REQUIRED TASK A: Copy out the rows word for word, starting with the line that contains "Mark each instance" and continuing through the last line of the rows.

TEXT SHOWN:
▼

The trend may be discerned from a reading of William Van Vleck’s treatise, Administrative Control of Aliens, published in 1932. Administrative Control followed several lines of criticism that challenged traditional ideas about female dependency and sexual morality. Van Vleck cited several cases in which the Immigration Service had ordered women deported as LPC because they were without male support, even though the women were employed and self-supporting. In one case, the service deported a woman whose husband became ill with tuberculosis fourteen months after they arrived in the U.S., on grounds that she was dependent on her husband-even though she was employed. Van Vleck cited other cases of single mothers supporting their children or living with other relatives. He recognized that the family was a diverse institution that included female-headed households and extended families.[76]

Van Vleck also opposed the state assuming the role of sex police, stating, “[T]here appears from time to time evidence of a tendency on the part of some of the immigration officers to regard themselves as charged with the duty and the authority of exercising a general supervision of conduct and morals over our alien population.” He evinced unease at the deportation of aliens on grounds of fornication, adultery, lewd and lascivious carriage, and other sexual activities. In some of these cases aliens were deported because state laws considered their transgressions to be crimes of moral turpitude; others were judged as LPC at time of entry.[77]

In line with modern thinking that considered crime environmentally, Van Vleck judged adultery and other moral transgressions to be social problems, not indications of deficiencies in character. He criticized as flawed reasoning the conclusion that “violations of the moral code by young men and women” were “evidence of ‘criminal tendencies’ or of a ‘weak moral nature,'” which rendered them LPC at time of entry. He cited as an example the case of a young immigrant woman who had two illegitimate children during the first two years of residence in the United States. He said, “Evidence in the record tend[s] to show that before her entry . . . she had been well behaved and had lived quietly with her mother…. In fact, her morals were entirely controlled by outside forces.”[78]

At another level, the issue of sexual morality was linked to notions about family privacy. Deportation cases involving adultery and other crimes of immorality were almost always connected to angry relatives or jealous suitors who had contacted authorities.[79] In a turn from Progressive-era thinking that advocated state intervention in the family, Van Vleck deplored the use of LPC in cases of “family rows leading to unproved accusations by angry spouses, parents, or relatives.”[80] (These cases also indicate the heightened sensitivity among immigrants that individuals could use the power of the state to intervene in personal disputes–“calling Immigration,” as it were.)

▲

REQUIRED TASK B:
Answer these questions from the passage on Van Vleck's treatise:
(i) In what year was Administrative Control of Aliens published?
(ii) How long after arriving in the U.S. did the husband in the deportation case become ill with tuberculosis?
(iii) How many illegitimate children did the young immigrant woman have during her first two years of residence in the United States?

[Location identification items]
▼

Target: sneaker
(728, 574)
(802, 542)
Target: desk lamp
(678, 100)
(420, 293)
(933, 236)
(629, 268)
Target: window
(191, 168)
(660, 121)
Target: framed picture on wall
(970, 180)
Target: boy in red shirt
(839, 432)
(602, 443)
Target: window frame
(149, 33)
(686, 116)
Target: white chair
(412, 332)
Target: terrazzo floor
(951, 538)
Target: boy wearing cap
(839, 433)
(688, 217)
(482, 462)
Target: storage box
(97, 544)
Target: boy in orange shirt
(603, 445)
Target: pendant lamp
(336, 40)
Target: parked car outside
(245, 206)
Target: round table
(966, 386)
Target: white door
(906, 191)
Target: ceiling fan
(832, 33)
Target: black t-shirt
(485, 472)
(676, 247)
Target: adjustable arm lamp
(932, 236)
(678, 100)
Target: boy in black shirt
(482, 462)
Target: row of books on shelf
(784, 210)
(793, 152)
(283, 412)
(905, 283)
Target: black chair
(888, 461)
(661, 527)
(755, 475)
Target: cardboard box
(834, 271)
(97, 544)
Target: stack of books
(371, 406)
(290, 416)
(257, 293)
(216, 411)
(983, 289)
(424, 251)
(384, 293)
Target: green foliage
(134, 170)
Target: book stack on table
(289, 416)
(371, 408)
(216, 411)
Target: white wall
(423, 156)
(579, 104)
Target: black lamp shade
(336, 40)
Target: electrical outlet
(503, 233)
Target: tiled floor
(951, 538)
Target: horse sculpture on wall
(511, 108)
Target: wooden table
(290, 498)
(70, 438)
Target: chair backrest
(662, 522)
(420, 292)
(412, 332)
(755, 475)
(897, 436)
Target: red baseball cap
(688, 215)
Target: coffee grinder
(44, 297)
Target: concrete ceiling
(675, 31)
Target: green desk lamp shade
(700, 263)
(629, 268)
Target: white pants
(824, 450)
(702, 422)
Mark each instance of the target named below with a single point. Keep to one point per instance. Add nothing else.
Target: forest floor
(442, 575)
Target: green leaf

▲

FULL OUTPUT A:
Mark each instance of the target named below with a single point. Keep to one point per instance. Add nothing else.
Target: forest floor
(442, 575)
Target: green leaf

FULL OUTPUT B:
(i) 1932
(ii) Fourteen months
(iii) Two